DATA LINES:
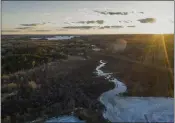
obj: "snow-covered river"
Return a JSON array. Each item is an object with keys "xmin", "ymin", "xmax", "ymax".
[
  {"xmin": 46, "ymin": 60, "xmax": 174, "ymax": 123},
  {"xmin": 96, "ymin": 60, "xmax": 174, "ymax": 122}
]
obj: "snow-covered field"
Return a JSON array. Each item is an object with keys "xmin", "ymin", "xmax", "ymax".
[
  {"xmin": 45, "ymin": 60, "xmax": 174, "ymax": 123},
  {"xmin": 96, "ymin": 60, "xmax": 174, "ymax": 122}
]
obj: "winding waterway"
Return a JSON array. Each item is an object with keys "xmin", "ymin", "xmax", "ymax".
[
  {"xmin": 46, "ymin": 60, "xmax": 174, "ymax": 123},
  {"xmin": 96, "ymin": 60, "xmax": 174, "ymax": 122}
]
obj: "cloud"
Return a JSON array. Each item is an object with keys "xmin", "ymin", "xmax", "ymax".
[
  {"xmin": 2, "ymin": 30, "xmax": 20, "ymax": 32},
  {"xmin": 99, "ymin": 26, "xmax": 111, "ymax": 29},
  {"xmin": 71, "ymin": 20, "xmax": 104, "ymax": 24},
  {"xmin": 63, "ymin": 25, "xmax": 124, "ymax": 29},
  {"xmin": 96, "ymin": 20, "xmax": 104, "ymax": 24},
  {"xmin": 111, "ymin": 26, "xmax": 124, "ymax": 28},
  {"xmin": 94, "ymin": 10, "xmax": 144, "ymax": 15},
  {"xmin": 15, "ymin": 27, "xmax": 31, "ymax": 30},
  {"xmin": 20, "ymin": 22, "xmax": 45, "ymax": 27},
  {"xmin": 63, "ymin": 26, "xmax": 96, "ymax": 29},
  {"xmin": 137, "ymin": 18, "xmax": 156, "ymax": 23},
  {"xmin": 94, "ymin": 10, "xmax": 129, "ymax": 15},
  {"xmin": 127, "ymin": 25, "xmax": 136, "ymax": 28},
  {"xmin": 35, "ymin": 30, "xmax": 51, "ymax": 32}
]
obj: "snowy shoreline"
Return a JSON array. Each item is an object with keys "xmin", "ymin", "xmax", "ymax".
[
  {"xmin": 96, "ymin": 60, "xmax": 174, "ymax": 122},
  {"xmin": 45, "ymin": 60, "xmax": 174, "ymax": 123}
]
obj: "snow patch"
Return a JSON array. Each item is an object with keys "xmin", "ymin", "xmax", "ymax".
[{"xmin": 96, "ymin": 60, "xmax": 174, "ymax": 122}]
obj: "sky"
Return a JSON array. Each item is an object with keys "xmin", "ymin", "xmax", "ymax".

PROBLEM REQUIREMENTS: Count the lines above that contain the string "covered", with case counting. Reply with the number alone.

EXERCISE ANSWER: 2